### WORK ORDER
All lines in the data bearing the string "sign" should be identified and copied.

### SUPPLIED DATA
####
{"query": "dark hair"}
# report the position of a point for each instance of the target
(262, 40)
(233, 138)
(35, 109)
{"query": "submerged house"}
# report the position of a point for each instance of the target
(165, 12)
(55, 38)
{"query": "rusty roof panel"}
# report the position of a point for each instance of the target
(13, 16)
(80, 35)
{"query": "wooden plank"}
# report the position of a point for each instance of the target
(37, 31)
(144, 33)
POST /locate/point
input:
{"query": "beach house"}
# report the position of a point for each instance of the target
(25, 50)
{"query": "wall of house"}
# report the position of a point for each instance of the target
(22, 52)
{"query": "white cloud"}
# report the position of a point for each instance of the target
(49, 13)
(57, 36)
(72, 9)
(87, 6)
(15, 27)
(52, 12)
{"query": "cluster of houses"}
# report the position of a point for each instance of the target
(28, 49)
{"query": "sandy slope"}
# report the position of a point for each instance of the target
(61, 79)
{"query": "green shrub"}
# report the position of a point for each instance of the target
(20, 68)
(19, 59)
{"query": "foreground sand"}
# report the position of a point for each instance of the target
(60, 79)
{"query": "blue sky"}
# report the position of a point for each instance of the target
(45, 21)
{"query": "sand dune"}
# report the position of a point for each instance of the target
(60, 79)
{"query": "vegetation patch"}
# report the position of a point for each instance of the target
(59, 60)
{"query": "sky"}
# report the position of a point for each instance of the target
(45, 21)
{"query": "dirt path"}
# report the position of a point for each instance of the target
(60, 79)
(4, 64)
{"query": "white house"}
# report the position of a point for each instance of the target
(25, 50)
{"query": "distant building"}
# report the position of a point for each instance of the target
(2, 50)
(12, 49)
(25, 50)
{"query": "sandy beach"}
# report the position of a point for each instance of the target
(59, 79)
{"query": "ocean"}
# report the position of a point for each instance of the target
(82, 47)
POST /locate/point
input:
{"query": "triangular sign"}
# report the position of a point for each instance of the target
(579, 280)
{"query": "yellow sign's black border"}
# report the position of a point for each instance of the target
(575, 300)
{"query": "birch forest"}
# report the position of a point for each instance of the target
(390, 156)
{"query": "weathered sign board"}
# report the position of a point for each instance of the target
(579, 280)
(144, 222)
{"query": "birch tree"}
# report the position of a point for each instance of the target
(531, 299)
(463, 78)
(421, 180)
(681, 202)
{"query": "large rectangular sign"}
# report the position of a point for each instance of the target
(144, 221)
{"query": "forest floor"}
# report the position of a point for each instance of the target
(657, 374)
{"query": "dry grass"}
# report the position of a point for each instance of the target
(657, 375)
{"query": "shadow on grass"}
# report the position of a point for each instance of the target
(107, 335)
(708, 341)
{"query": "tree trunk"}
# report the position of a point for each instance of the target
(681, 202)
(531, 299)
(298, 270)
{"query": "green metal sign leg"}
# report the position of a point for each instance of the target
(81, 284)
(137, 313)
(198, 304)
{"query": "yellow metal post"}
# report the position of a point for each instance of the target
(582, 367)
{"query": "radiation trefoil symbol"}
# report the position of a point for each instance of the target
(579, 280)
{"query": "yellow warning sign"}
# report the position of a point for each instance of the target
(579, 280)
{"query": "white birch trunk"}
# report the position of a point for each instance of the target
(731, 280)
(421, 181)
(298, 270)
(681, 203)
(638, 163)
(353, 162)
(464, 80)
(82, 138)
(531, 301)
####
### ANSWER SECTION
{"query": "triangular sign"}
{"query": "yellow sign's black border"}
{"query": "weathered sign board"}
{"query": "large rectangular sign"}
{"query": "green metal sign leg"}
{"query": "yellow warning sign"}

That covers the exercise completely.